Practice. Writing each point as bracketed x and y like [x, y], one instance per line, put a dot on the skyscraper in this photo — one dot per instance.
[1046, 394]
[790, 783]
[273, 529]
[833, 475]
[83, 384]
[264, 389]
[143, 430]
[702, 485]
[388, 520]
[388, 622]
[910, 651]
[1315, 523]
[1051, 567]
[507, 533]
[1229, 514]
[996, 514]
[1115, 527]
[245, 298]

# # # # #

Output each record precisely as given.

WRITTEN SOLUTION —
Practice. Writing each point as bracketed x and y like [x, y], one instance per line, put a dot on the skyscraper in this photo — one dot per instance.
[1046, 394]
[790, 783]
[273, 529]
[833, 475]
[83, 384]
[264, 389]
[143, 430]
[702, 485]
[388, 520]
[388, 622]
[910, 651]
[1315, 523]
[1051, 567]
[507, 533]
[1229, 514]
[996, 514]
[1115, 527]
[245, 298]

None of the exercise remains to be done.